## DATASET ROWS
__________
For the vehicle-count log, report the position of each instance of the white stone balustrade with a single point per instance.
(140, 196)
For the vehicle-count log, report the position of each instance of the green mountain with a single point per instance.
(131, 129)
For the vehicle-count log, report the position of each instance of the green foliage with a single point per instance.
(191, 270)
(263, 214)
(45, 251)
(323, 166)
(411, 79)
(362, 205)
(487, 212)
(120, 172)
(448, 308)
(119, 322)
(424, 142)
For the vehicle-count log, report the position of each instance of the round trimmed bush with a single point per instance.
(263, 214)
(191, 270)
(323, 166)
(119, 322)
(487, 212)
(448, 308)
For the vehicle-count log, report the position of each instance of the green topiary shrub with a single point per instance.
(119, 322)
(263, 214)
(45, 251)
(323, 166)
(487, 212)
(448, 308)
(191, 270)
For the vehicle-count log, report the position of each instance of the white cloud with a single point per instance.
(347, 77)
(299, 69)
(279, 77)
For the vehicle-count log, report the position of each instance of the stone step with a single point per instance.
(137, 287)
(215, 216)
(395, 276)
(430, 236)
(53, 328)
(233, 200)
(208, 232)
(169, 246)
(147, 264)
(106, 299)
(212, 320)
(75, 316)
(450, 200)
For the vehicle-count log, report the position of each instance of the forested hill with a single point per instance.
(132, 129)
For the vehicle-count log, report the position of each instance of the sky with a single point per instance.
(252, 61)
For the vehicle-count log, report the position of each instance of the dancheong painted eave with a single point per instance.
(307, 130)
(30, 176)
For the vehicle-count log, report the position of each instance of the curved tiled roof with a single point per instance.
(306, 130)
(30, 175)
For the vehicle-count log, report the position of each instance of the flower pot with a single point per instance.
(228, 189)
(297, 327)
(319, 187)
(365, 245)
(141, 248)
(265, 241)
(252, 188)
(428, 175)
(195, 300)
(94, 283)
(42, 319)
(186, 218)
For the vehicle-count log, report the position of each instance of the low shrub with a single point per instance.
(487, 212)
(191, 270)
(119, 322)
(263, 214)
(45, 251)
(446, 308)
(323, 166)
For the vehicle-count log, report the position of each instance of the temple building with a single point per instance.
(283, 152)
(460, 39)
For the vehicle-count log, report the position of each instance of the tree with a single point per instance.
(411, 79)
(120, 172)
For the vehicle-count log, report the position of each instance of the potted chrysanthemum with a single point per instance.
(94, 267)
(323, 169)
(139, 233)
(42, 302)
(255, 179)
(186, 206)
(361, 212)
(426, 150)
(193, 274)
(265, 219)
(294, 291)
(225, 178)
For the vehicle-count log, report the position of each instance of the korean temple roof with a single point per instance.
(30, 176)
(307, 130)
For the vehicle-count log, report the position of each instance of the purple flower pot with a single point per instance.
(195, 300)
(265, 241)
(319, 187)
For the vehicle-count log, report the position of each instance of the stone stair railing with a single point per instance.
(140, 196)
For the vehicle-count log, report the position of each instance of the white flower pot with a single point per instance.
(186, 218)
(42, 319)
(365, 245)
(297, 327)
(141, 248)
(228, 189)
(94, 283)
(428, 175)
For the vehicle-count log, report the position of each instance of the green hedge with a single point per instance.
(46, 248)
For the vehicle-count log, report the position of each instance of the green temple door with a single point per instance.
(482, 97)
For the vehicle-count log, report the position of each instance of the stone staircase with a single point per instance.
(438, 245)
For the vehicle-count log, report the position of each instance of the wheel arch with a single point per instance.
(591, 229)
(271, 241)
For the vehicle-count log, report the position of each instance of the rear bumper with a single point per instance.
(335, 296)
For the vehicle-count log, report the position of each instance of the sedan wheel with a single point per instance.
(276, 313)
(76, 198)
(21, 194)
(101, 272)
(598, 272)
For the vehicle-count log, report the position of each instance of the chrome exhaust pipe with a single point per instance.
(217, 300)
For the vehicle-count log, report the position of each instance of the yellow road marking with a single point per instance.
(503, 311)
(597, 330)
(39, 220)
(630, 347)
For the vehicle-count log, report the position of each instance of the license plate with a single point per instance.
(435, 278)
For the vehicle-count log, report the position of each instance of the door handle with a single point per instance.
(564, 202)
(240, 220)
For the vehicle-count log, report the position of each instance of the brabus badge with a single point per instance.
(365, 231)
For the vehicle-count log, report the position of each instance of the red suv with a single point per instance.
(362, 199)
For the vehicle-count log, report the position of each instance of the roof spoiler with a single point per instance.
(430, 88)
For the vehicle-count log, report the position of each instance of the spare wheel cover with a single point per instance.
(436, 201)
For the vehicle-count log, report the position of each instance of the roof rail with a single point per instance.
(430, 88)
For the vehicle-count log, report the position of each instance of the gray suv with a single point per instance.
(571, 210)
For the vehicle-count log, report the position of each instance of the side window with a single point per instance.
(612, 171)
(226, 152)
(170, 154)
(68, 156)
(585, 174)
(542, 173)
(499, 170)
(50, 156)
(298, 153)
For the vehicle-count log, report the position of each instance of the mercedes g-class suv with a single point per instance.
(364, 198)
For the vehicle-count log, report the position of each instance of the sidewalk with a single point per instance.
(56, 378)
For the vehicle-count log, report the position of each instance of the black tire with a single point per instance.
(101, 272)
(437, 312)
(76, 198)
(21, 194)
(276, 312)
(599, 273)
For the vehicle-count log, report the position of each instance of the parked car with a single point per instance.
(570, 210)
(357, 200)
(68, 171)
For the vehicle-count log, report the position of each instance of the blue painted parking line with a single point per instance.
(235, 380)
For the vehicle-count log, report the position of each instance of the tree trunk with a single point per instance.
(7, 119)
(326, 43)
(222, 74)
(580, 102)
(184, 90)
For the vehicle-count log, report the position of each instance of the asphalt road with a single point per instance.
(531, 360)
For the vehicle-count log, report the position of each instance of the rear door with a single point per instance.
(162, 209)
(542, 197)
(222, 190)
__________
Convert the rows above into a two-column CSV with columns named text and answer, writing one CSV line for each sentence along with all the points listed under it. Put each field in double quotes and replace any line breaks with spaces.

text,answer
"For the vehicle-count log, report the position of each instance of the white stone balustrade with a single point per instance.","(140, 196)"
"For the vehicle-count log, report the position of each instance of the green mountain with a single point per instance.","(131, 129)"
"For the vehicle-count log, report the position of each instance of the green foliage with a single point per instance.","(191, 270) (263, 214) (45, 251) (323, 166) (411, 79) (362, 205) (487, 212) (120, 172) (448, 308) (119, 322) (424, 142)"
"For the vehicle-count log, report the position of each instance of the round trimmed bush with a single point per instance.","(263, 214) (191, 270) (323, 166) (119, 322) (487, 212) (448, 308)"
"For the vehicle-count log, report the position of each instance of the green topiary shrub with a single point per instance.","(119, 322) (263, 214) (45, 251) (323, 166) (487, 212) (448, 308) (191, 270)"
"For the vehicle-count log, report the position of each instance of the white cloud with a single point per instance.","(347, 77) (299, 69) (279, 77)"
"For the vehicle-count log, report the position of each instance of the stone step with a single point per instance.","(137, 287) (215, 216) (395, 276) (430, 236) (53, 328) (233, 200) (208, 232) (169, 246) (147, 264) (106, 299) (212, 320) (75, 316) (450, 200)"
"For the vehicle-count log, report the position of each instance of the forested hill with a single point per instance.","(132, 129)"
"For the vehicle-count log, report the position of each instance of the sky with a single point per instance.","(252, 61)"
"For the vehicle-count log, report the position of each instance of the dancheong painted eave with a single point per instance.","(307, 130) (30, 176)"
"For the vehicle-count log, report the position of each instance of the curved tiled roof with a single point per instance.","(306, 130) (30, 175)"
"For the vehicle-count log, report the position of each instance of the flower pot with a single point per instance.","(228, 189) (297, 327) (319, 187) (365, 245) (141, 248) (265, 241) (252, 188) (428, 175) (195, 300) (94, 283) (42, 319) (186, 218)"
"For the vehicle-count log, report the position of each instance of the low shrub with a single point per instance.","(487, 212) (191, 270) (119, 322) (263, 214) (45, 251) (446, 308) (323, 166)"
"For the vehicle-count log, report the position of each instance of the temple building with a single point per instance.","(283, 152) (460, 39)"
"For the vehicle-count log, report the position of each instance of the tree with a single point per instance.","(411, 79) (120, 172)"
"For the vehicle-count log, report the position of each instance of the potted chrysanthemum with a single point per instance.","(94, 267) (323, 169) (139, 233) (42, 302) (255, 179) (186, 206) (361, 212) (426, 150) (193, 274) (265, 219) (294, 291) (225, 178)"
"For the vehicle-count log, report the position of each instance of the korean temple roof with a single point per instance.","(30, 176) (307, 130)"
"For the vehicle-count log, report the position of each instance of the purple flower pot with a single point per instance.","(195, 300) (265, 241) (319, 187)"
"For the vehicle-count log, report the position of each instance of the stone stair railing with a single point per instance.","(140, 196)"
"For the vehicle-count log, report the position of each instance of the white flower pot with a single point per instance.","(186, 218) (42, 319) (365, 245) (297, 327) (141, 248) (228, 189) (94, 283) (428, 175)"
"For the vehicle-count log, report the position of each instance of the green hedge with a single point per instance.","(46, 248)"
"For the vehicle-count log, report the position of each instance of the green temple door with a single point per instance.","(482, 97)"
"For the vehicle-count log, report the position of each instance of the stone staircase with a single point per instance.","(438, 245)"
"For the vehicle-count log, report the position of each instance of the wheel arch with a single point per instance.","(591, 229) (271, 241)"
"For the vehicle-count log, report the position of each instance of the rear bumper with a single point per instance.","(335, 296)"
"For the vehicle-count log, report the position of each instance of the sedan wheel with a single point per instance.","(276, 313) (76, 198) (21, 194) (101, 272) (598, 272)"
"For the vehicle-count log, report the position of each instance of the chrome exhaust pipe with a single point per instance.","(217, 300)"
"For the vehicle-count log, report the position of each instance of the yellow road marking with a single point per instance.","(503, 311) (597, 330) (39, 220) (630, 347)"
"For the vehicle-count log, report the position of each instance of the license plate with a single point per instance.","(435, 278)"
"For the vehicle-count log, report the position of each instance of the door handle with a single point per instance.","(564, 202) (240, 220)"
"For the vehicle-count log, report the position of each instance of the brabus badge with a single point per instance.","(365, 231)"
"For the vehicle-count log, report the position of each instance of the red suv with a single point per instance.","(362, 199)"
"For the vehicle-count log, report the position of each instance of the roof spoiler with a single point per instance.","(430, 88)"
"For the vehicle-count log, report the position of each instance of the spare wheel cover with a single point per instance.","(436, 201)"
"For the vehicle-count log, report the position of each instance of the roof rail with a single point per instance.","(430, 88)"
"For the vehicle-count log, report the position of each instance of the gray suv with a single point per instance.","(571, 210)"
"For the vehicle-count log, report the position of each instance of the side window with a single point per instance.","(612, 171) (226, 152) (170, 154) (68, 156) (585, 174) (542, 173) (499, 170) (50, 156) (298, 153)"
"For the vehicle-count log, report the position of each instance of the mercedes g-class suv with a single point per instance.","(364, 198)"
"For the vehicle-count log, report the position of each instance of the sidewalk with a single point per instance.","(56, 378)"
"For the vehicle-count log, report the position of each instance of the black tire with a single point per instance.","(101, 272) (437, 312) (76, 198) (21, 194) (276, 312) (599, 273)"
"For the vehicle-count log, report the position of each instance of the parked car with a single point per instance.","(570, 210) (357, 200) (68, 171)"
"For the vehicle-count log, report the position of each instance of the blue painted parking line with a single point per instance.","(235, 380)"
"For the vehicle-count log, report the position of each instance of the tree trunk with a single point per instance.","(7, 119) (326, 43) (222, 74) (580, 102) (184, 90)"
"For the vehicle-count log, report the position of each instance of the asphalt road with a single point per instance.","(531, 360)"
"For the vehicle-count log, report the position of each instance of the rear door with a single point per instance.","(162, 209) (542, 197) (222, 190)"